[begin Provided entries]

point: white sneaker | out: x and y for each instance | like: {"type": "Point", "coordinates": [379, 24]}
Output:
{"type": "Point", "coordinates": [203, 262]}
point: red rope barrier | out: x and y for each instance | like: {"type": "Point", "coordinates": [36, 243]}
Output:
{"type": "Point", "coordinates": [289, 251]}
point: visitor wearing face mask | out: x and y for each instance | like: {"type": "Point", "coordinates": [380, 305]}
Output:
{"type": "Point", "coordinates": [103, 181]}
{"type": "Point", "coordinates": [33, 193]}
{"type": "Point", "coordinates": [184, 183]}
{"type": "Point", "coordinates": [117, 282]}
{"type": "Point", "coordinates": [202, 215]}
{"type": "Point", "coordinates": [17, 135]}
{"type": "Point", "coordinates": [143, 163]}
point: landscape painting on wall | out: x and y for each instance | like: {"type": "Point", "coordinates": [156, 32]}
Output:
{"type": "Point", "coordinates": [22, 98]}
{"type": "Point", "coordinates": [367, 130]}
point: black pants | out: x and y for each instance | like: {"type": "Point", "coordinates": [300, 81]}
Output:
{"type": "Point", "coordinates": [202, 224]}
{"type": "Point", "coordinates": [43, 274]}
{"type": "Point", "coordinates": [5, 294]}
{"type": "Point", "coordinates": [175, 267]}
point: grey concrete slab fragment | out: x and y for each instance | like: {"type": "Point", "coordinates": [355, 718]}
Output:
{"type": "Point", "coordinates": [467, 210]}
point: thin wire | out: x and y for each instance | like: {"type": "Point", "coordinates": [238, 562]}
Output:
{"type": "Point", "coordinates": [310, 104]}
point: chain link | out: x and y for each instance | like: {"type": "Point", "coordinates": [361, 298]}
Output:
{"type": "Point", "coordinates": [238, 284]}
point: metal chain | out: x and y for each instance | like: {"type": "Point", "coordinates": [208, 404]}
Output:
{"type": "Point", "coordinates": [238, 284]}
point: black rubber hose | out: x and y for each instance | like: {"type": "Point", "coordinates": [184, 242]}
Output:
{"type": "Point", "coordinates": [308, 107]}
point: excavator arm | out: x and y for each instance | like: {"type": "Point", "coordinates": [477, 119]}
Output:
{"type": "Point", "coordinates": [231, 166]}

[end Provided entries]

== Aim of the task ==
Transcribe each record exactly. Leave nothing out.

== Exercise result ==
point: white sneaker | out: x and y for each instance | like: {"type": "Point", "coordinates": [379, 24]}
Output:
{"type": "Point", "coordinates": [203, 262]}
point: red rope barrier | out: x and y for each instance | like: {"type": "Point", "coordinates": [36, 243]}
Output:
{"type": "Point", "coordinates": [289, 251]}
point: visitor wearing face mask | out: x and y for each instance | like: {"type": "Point", "coordinates": [380, 305]}
Output:
{"type": "Point", "coordinates": [103, 181]}
{"type": "Point", "coordinates": [33, 193]}
{"type": "Point", "coordinates": [184, 183]}
{"type": "Point", "coordinates": [117, 282]}
{"type": "Point", "coordinates": [202, 215]}
{"type": "Point", "coordinates": [17, 135]}
{"type": "Point", "coordinates": [143, 163]}
point: landscape painting on wall | out: x and y for each instance | like: {"type": "Point", "coordinates": [156, 32]}
Output:
{"type": "Point", "coordinates": [22, 98]}
{"type": "Point", "coordinates": [367, 130]}
point: black pants | out: x and y for each instance | like: {"type": "Point", "coordinates": [300, 81]}
Output:
{"type": "Point", "coordinates": [202, 224]}
{"type": "Point", "coordinates": [43, 274]}
{"type": "Point", "coordinates": [5, 294]}
{"type": "Point", "coordinates": [175, 267]}
point: grey concrete slab fragment | out: x and y for each instance | like: {"type": "Point", "coordinates": [355, 718]}
Output:
{"type": "Point", "coordinates": [467, 210]}
point: thin wire | out: x and y for each instance | like: {"type": "Point", "coordinates": [238, 562]}
Output:
{"type": "Point", "coordinates": [310, 104]}
point: chain link | out: x and y for each instance | like: {"type": "Point", "coordinates": [361, 298]}
Output:
{"type": "Point", "coordinates": [238, 284]}
point: metal chain | out: x and y for each instance | like: {"type": "Point", "coordinates": [208, 404]}
Output:
{"type": "Point", "coordinates": [238, 284]}
point: black rubber hose | out: x and y for each instance | like: {"type": "Point", "coordinates": [184, 242]}
Output:
{"type": "Point", "coordinates": [308, 107]}
point: excavator arm | out: x and y for each instance | like: {"type": "Point", "coordinates": [477, 119]}
Output:
{"type": "Point", "coordinates": [231, 166]}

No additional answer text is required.